COOL FACTOR CRYO LLC 

MASTER SERVICES AGREEMENT 

This Master Services Agreement (“Agreement”) is entered into by and between Cool Factor Cryo LLC, a [State] limited liability company (“Agency” or “CFC”), and the client identified in an applicable Statement of Work (“Client”). This Agreement governs each Statement of Work (“SOW”) executed by the Parties. 

 

The applicable SOW(s), together with this Agreement, Cool Factor Cryo LLC’s Privacy Policy (“Privacy Policy”) [CFC PLACEHOLDER], and any incorporated Change Orders, exhibits, or schedules, form the entire agreement between the Parties regarding the Services. 

In the event of a conflict between this Agreement and a SOW, the SOW shall control. 

 

1. SCOPE OF SERVICES 

Agency will provide Client with experiential marketing and related services (“Services”) as described in one or more mutually executed SOWs. 

 

2. DEFINITIONS 

  • “Affiliate” means an entity that controls, is controlled by, or is under common control with a Party. 

  • “Activation” means an event during which Agency provides the Services. 

  • “Business Day” means any weekday excluding U.S. federal holidays. 

  • “Change Order” means a written amendment to a SOW executed by both Parties that changes scope, fees, or timing. 

  • “Change Order Fee” means twenty percent (20%) of the additional fees resulting from a Change Order. 

  • “Client Input” means all materials, content, information, and assets provided by Client in connection with the Services, including all consumer or participant data collected in connection with the Services, unless otherwise expressly stated in a SOW. 

  • “Deliverables” means materials specifically identified in a SOW to be created for Client. 

  • “Fees” means all fees payable by Client as set forth in a SOW. 

  • “Intellectual Property” includes copyrights, trademarks, trade secrets, and all other proprietary rights.

DATA SECTION:
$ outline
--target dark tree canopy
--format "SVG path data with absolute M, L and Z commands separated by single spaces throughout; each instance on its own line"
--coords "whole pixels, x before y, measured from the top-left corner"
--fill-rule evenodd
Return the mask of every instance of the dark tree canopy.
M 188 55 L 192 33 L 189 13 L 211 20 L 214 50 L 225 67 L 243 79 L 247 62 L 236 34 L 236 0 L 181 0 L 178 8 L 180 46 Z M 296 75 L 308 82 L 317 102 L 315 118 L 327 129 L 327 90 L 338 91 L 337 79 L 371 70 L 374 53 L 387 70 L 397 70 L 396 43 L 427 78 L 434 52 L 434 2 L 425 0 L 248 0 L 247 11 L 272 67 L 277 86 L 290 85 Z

---

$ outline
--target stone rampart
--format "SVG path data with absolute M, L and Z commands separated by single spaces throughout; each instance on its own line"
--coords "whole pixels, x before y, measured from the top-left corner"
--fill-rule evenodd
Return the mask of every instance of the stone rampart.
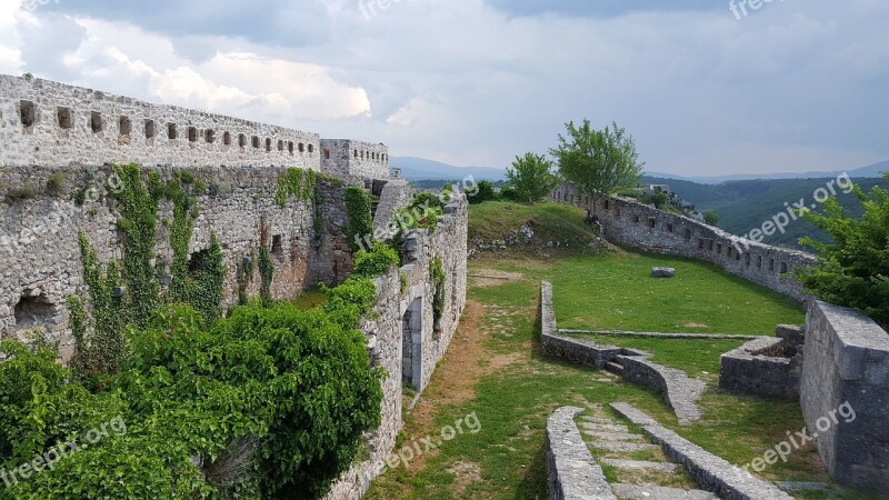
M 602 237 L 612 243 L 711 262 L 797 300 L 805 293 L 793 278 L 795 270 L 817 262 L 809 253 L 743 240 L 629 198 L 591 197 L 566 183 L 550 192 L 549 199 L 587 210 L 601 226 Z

...

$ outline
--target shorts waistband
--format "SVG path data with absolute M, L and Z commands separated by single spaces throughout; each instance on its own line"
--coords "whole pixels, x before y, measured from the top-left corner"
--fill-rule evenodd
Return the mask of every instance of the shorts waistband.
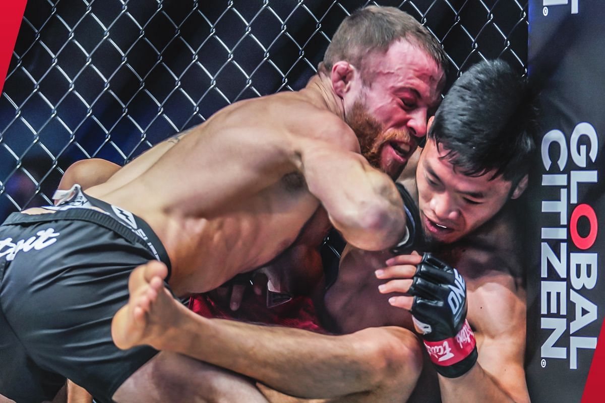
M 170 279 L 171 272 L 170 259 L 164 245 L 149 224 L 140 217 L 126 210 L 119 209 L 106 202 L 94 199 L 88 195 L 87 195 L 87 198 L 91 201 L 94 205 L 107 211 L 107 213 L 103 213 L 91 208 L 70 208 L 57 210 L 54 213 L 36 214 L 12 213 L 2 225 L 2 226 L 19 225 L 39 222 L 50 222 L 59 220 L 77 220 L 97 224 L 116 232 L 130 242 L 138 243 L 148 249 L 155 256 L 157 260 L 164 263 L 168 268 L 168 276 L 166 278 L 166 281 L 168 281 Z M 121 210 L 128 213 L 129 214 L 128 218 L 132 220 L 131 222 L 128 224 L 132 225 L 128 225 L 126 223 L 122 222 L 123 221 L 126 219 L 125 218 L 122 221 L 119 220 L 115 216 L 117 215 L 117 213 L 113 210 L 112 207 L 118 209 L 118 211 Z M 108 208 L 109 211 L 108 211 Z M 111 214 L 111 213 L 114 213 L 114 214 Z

GOAL 1:
List every item that the master services agreement says together form the entire agreement between the Parties regarding the Services.
GOAL 2:
Write the next part of the master services agreement, continuing from the last definition shown.

RIGHT ANSWER 1:
- The applicable SOW(s)
- This Agreement
- Cool Factor Cryo LLC's Privacy Policy
- Any incorporated Change Orders
- Exhibits
- Schedules

RIGHT ANSWER 2:
  • “Statement of Work” (“SOW”) means a mutually executed document defining Services, Deliverables, timing, and Fees. 
    Any exhibit, schedule, or attachment referenced in a SOW is deemed incorporated into and part of that SOW. 

 

3. FEES AND PAYMENT 

Client agrees to pay all Fees in accordance with the applicable SOW. 
Unless otherwise stated in a SOW: 

  • Initial payment is due within seven (7) days of execution of the SOW 

  • Final invoices are due Net 15 

  • Late payments may accrue interest at 1.5% per month or the maximum rate permitted by law 

All Fees are exclusive of applicable taxes. Client is responsible for all taxes associated with the Services, excluding taxes based on Agency’s income. 

 

4. CLIENT RESPONSIBILITIES 

Client agrees to: 

  • Provide timely Client Input as required under the SOW 

  • Ensure all Client-provided materials comply with applicable law 

  • Obtain any rights or permissions needed for Client-provided content 

Schedule Flexibility Clarification: 
Changes to event dates, locations, or schedules that do not increase Fees or materially expand the scope of Services shall not constitute a Change Order, unless expressly stated otherwise in the applicable SOW. 

 

5. INTELLECTUAL PROPERTY 

5.1 Client Materials 

Client retains all ownership in Client Input and Client Intellectual Property. 

5.2 Deliverables 

Deliverables created specifically for Client and identified in a SOW as “Deliverables” are considered works made for hire and owned by Client upon full payment of applicable Fees. 

5.3 Agency Materials 

Agency retains ownership of its pre-existing materials, methods, templates, processes, tools, and know-how (“Agency Materials”). To the extent Agency Materials are embedded in Deliverables, Client receives a non-exclusive, perpetual license to use them solely in connection with those Deliverables. 

 

6. SUBCONTRACTORS 

Agency may use subcontractors to perform the Services and remains responsible for their performance under this Agreement. 

 

7. VEHICLES AND EQUIPMENT 

Where Services involve Agency-provided vehicles or equipment, Agency retains ownership and control unless otherwise stated in a SOW. 

 

8. NO PERFORMANCE GUARANTEES 

Client acknowledges that marketing and experiential programs involve variables outside Agency’s control. 
Agency does not guarantee results, outcomes, sales volume, lead generation, or return on investment. 

 

9. CONFIDENTIALITY 

Each Party agrees to protect the other Party’s confidential information and to use such information solely for purposes of performing under this Agreement. These obligations survive termination. 

 

10. LIABILITY AND OPERATIONAL RESPONSIBILITY 

Each Party is responsible for its own negligence and misconduct. 

Except as expressly stated in a SOW, Agency is responsible for the conduct of its personnel and the operation of Agency-provided equipment during performance of the Services.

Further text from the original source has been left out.